— START —

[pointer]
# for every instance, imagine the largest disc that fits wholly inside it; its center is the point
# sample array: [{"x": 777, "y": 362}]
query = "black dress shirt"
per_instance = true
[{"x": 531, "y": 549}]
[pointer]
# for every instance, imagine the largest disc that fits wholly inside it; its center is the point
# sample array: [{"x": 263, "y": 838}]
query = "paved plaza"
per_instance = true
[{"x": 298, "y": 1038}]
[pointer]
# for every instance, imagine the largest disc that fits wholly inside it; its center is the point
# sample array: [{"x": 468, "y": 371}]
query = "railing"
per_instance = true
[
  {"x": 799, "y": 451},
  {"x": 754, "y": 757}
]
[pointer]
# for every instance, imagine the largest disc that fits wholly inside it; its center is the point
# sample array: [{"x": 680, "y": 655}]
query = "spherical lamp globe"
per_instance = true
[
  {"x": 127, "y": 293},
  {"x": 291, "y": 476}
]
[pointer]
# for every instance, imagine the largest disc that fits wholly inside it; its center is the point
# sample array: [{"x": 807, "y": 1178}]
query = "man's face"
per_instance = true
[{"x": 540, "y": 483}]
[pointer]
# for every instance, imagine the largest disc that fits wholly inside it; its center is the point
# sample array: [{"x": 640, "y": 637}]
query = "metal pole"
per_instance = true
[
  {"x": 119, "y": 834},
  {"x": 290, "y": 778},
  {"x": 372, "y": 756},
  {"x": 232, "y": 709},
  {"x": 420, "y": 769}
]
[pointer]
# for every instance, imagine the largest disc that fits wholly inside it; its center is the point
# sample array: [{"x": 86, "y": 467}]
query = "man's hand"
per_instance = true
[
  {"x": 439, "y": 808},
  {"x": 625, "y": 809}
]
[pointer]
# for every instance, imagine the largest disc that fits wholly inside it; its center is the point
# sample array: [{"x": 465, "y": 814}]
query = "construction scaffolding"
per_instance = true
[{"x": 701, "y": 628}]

— END —

* Exercise requirements *
Copy all of the records above verbatim, line for line.

* Response to this task *
[pointer]
# for every instance, imagine the largest disc that fits wholly inside it; its center is the point
# sample array: [{"x": 777, "y": 362}]
query = "black dress shirt"
per_instance = true
[{"x": 531, "y": 549}]
[pointer]
# for every instance, imagine the largest disc that fits wholly inside it; its center is the point
# sample array: [{"x": 263, "y": 838}]
query = "paved plaza"
per_instance = true
[{"x": 298, "y": 1038}]
[pointer]
# for every instance, imagine the largest disc that fits wholly inside it; its center is the point
# sample array: [{"x": 468, "y": 371}]
query = "railing"
per_instance = true
[
  {"x": 799, "y": 451},
  {"x": 754, "y": 757}
]
[pointer]
# for every instance, imagine the largest disc that fits wholly inside it; its center is the point
# sample array: [{"x": 680, "y": 655}]
query = "spherical lamp globe"
per_instance = true
[
  {"x": 127, "y": 293},
  {"x": 291, "y": 476}
]
[pointer]
# for every instance, imagine the largest disc that fits wholly inside it; its center is the point
# sample array: [{"x": 807, "y": 1178}]
query = "man's face"
per_instance = true
[{"x": 540, "y": 483}]
[pointer]
# for every instance, imagine the largest disc that fits wholly inside it; its center is the point
# sample array: [{"x": 640, "y": 637}]
query = "metal pole"
per_instance = true
[
  {"x": 119, "y": 834},
  {"x": 290, "y": 778},
  {"x": 372, "y": 756},
  {"x": 232, "y": 709},
  {"x": 420, "y": 769}
]
[pointer]
# for every instance, imagine the largest disc that fits wholly inside it; its center is the point
# sample array: [{"x": 86, "y": 467}]
query = "man's hand"
per_instance = true
[
  {"x": 439, "y": 808},
  {"x": 625, "y": 809}
]
[pointer]
# for every instance, imagine the largest disc that fits wholly inside it; its center is the point
# sample array: [{"x": 465, "y": 814}]
query = "construction scaffolding"
per_instance = true
[{"x": 701, "y": 628}]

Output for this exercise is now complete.